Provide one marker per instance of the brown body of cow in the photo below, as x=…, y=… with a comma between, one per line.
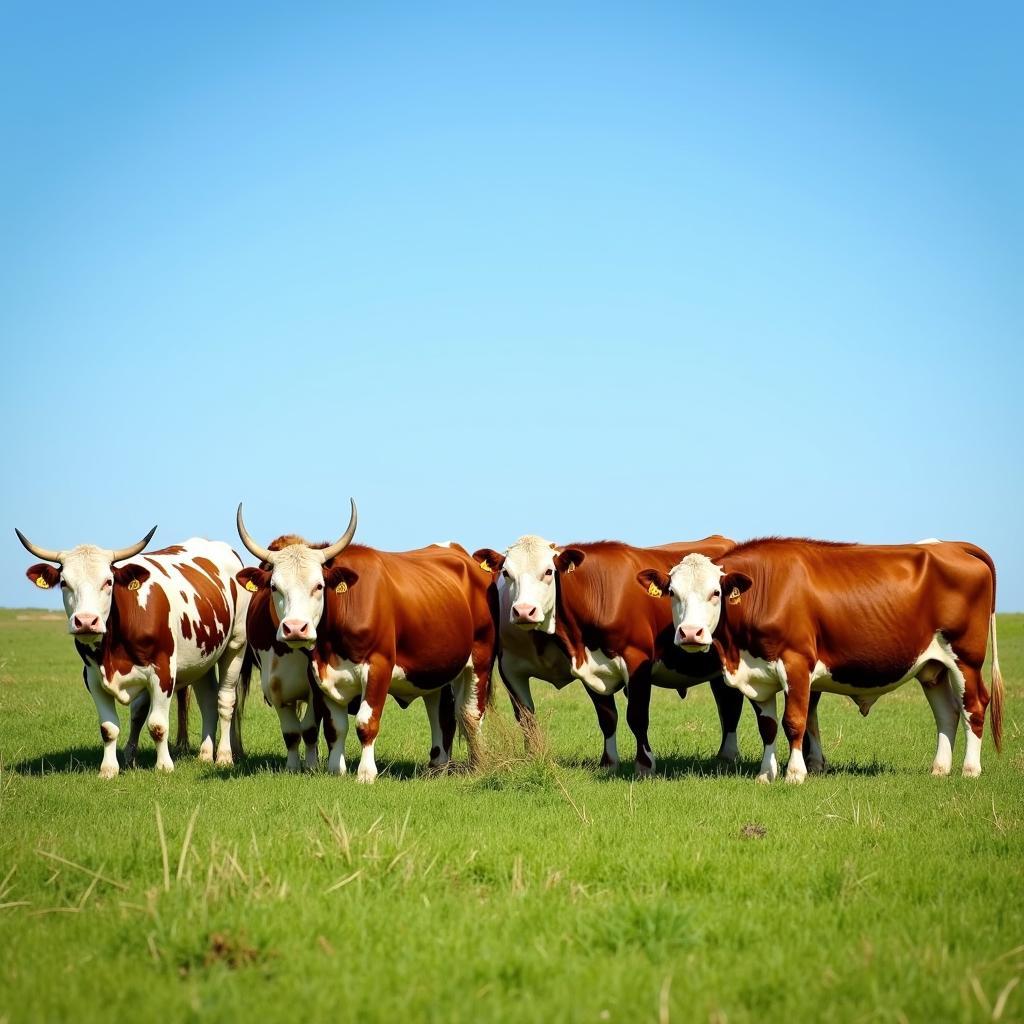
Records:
x=412, y=624
x=289, y=685
x=609, y=636
x=806, y=616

- - -

Written problem:
Present the rows above as a Markdown table with the columns No. and Line, one numbered entry per line and no blank lines. Leave the pictures out.

Worked solution:
| No. | Line |
|---|---|
| 1 | Provide one marker per instance of the brown body of cow in the photo below, as x=…, y=… with a comma between, one per line. |
| 2 | Records: |
| 3 | x=412, y=624 |
| 4 | x=289, y=685 |
| 5 | x=609, y=636 |
| 6 | x=806, y=616 |